*** Exercise materials ***
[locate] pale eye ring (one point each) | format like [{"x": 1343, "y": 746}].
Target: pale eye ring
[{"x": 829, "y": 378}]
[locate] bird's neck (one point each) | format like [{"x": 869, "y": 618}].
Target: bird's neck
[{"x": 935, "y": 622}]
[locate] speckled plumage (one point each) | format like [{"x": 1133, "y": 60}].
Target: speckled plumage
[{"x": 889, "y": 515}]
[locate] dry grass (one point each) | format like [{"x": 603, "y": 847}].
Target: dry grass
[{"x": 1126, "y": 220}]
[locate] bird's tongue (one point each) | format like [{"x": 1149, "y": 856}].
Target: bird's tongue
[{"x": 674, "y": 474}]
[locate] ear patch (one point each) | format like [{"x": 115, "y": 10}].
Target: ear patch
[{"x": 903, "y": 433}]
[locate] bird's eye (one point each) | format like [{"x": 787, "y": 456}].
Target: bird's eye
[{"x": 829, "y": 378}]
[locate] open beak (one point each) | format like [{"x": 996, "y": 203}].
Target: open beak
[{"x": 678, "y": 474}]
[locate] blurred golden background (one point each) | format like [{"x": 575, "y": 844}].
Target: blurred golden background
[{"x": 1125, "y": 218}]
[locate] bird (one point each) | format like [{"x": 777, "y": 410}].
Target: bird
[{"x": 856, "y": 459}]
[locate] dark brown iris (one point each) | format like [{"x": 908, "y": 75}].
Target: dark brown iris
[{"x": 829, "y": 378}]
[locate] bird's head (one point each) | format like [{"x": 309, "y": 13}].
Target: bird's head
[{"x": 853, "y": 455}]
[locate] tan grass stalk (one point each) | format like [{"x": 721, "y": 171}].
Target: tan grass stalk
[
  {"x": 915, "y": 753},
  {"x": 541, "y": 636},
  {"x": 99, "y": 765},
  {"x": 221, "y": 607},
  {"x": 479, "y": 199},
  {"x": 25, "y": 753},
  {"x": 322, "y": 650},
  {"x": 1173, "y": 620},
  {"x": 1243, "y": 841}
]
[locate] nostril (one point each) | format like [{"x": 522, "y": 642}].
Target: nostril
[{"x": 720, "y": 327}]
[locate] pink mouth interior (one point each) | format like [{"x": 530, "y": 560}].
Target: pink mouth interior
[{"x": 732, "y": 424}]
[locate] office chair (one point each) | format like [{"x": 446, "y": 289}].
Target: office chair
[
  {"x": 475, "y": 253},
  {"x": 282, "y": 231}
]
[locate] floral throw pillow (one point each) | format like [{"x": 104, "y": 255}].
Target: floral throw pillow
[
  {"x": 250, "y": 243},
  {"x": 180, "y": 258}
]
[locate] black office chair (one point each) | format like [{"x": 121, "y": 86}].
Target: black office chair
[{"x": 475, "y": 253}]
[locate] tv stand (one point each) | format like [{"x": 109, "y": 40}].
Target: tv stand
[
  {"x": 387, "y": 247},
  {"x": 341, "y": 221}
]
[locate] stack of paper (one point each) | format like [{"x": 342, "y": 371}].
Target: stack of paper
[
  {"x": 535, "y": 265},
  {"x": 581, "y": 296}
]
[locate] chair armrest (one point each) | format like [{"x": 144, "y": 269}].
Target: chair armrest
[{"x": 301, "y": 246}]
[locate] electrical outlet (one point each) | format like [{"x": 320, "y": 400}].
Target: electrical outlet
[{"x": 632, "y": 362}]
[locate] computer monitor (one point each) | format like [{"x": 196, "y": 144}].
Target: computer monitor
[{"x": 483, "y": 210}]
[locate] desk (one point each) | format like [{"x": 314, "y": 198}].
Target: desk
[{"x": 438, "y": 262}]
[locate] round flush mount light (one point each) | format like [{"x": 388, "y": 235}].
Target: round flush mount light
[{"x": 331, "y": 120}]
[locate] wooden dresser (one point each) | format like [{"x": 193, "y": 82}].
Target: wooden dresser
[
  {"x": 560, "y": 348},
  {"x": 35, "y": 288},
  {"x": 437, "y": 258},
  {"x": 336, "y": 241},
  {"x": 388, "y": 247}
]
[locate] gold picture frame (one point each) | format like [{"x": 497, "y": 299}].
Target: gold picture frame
***
Each line of the data has to be written out exactly as it appears.

[locate] pale eye ring (one point each) | format like [{"x": 1343, "y": 746}].
Target: pale eye ring
[{"x": 829, "y": 378}]
[locate] bird's neck (one point each) | format like [{"x": 869, "y": 618}].
Target: bird's neck
[{"x": 935, "y": 622}]
[locate] speckled plumage (one point each) | format like [{"x": 1133, "y": 60}].
Target: speckled plumage
[{"x": 889, "y": 515}]
[locate] dry grass (one point each) | format like [{"x": 603, "y": 847}].
Target: dry grass
[{"x": 1126, "y": 220}]
[locate] bird's tongue (one point each) | format like [{"x": 1149, "y": 856}].
Target: bird's tongue
[{"x": 674, "y": 474}]
[locate] ear patch (one point each) | format like [{"x": 115, "y": 10}].
Target: ear patch
[{"x": 903, "y": 433}]
[locate] bird's eye (one point each) | format like [{"x": 787, "y": 456}].
Target: bird's eye
[{"x": 829, "y": 378}]
[locate] open beak (one point each) | format like [{"x": 996, "y": 203}].
Target: open beak
[{"x": 678, "y": 474}]
[locate] blurred golden background (one point each) | format like [{"x": 575, "y": 844}].
Target: blurred golden background
[{"x": 1125, "y": 218}]
[locate] bird (one point each) | format like [{"x": 777, "y": 410}].
Target: bird
[{"x": 856, "y": 459}]
[locate] dark brown iris (one point each) | format like [{"x": 908, "y": 75}].
Target: dark brown iris
[{"x": 829, "y": 378}]
[locate] bird's head (one point each) | format like [{"x": 309, "y": 13}].
Target: bird's head
[{"x": 853, "y": 455}]
[locate] tan grass stalk (one point each) | format like [{"x": 721, "y": 171}].
Target: tan grass stalk
[
  {"x": 915, "y": 753},
  {"x": 541, "y": 636},
  {"x": 99, "y": 765},
  {"x": 221, "y": 607},
  {"x": 479, "y": 199},
  {"x": 25, "y": 753},
  {"x": 322, "y": 650},
  {"x": 1173, "y": 620},
  {"x": 1243, "y": 841}
]
[locate] nostril (one point each) | format like [{"x": 522, "y": 642}].
Target: nostril
[{"x": 720, "y": 327}]
[locate] pink mouth interior (one point each) | format like [{"x": 530, "y": 560}].
Target: pink mouth interior
[{"x": 732, "y": 424}]
[locate] office chair (one point each) | format like [{"x": 446, "y": 289}].
Target: office chair
[
  {"x": 475, "y": 253},
  {"x": 282, "y": 231}
]
[locate] floral throw pillow (one point each) | format like [{"x": 104, "y": 255}].
Target: floral throw pillow
[
  {"x": 250, "y": 243},
  {"x": 180, "y": 258}
]
[locate] black office chair (one point each) | format like [{"x": 121, "y": 86}].
Target: black office chair
[{"x": 475, "y": 253}]
[locate] tv stand (one point each) | format like [{"x": 109, "y": 40}].
Target: tv stand
[
  {"x": 387, "y": 247},
  {"x": 341, "y": 221}
]
[locate] stack of paper (one point each) | format like [{"x": 342, "y": 371}].
Target: stack of paper
[
  {"x": 535, "y": 265},
  {"x": 581, "y": 296}
]
[locate] chair armrest (one point each) | format like [{"x": 144, "y": 269}].
Target: chair armrest
[{"x": 301, "y": 246}]
[locate] electrical outlet (one point each) | format like [{"x": 320, "y": 400}].
Target: electrical outlet
[{"x": 632, "y": 362}]
[locate] computer monitor (one point each) | format like [{"x": 196, "y": 144}].
Target: computer monitor
[{"x": 483, "y": 210}]
[locate] desk (one point each) | format like [{"x": 314, "y": 198}].
Target: desk
[{"x": 438, "y": 262}]
[locate] round flush mount light (one point each) | format like [{"x": 388, "y": 235}].
Target: round flush mount light
[{"x": 331, "y": 120}]
[locate] wooden dresser (one point each) | format like [{"x": 193, "y": 82}].
Target: wooden dresser
[
  {"x": 560, "y": 348},
  {"x": 35, "y": 288},
  {"x": 437, "y": 258},
  {"x": 336, "y": 241},
  {"x": 388, "y": 247}
]
[locate] gold picture frame (one point each) | format like [{"x": 497, "y": 299}].
Target: gold picture frame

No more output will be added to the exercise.